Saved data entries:
=== Begin Enclosure ===
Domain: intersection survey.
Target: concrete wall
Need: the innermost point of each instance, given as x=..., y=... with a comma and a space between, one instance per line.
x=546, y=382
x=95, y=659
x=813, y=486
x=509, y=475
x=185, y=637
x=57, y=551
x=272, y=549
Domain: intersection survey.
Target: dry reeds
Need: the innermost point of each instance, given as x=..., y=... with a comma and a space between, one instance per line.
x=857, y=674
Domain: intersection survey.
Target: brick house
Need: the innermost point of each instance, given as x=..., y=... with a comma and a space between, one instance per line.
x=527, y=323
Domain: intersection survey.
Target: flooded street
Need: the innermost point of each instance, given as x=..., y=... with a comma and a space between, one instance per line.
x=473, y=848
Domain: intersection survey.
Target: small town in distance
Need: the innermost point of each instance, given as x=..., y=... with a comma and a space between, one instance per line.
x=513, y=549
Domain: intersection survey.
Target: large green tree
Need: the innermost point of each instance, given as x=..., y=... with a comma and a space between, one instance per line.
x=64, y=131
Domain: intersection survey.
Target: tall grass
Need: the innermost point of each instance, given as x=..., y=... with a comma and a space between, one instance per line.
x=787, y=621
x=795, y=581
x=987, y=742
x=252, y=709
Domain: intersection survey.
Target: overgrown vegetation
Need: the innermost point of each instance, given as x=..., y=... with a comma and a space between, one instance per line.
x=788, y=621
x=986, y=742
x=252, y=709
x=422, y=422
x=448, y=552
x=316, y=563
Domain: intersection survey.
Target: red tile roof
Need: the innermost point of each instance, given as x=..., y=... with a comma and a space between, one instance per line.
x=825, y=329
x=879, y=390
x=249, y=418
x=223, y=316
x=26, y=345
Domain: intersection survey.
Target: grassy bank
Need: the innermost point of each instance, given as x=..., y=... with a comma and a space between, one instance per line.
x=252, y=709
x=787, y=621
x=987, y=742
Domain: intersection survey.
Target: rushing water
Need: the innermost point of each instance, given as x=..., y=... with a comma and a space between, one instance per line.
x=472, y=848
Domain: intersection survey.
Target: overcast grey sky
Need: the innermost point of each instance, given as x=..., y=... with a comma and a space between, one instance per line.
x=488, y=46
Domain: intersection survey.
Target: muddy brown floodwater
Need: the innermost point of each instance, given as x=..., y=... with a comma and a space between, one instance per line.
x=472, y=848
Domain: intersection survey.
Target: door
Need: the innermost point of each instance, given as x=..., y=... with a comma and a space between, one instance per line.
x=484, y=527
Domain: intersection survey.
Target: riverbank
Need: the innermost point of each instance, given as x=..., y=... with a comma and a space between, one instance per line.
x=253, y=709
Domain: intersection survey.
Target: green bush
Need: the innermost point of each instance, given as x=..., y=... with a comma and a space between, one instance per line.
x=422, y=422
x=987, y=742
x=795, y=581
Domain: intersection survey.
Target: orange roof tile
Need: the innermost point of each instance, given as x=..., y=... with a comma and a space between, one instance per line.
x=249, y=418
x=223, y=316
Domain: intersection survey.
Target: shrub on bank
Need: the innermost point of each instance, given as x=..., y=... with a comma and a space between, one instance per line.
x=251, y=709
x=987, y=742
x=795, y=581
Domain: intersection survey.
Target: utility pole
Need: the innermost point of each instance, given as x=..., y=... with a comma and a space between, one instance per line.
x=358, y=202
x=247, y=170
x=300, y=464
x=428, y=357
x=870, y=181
=== End Enclosure ===
WHAT THE TASK ASKS: Using the data above, tally each line that has the string "green" and report only the sum.

EXPECTED ANSWER: 2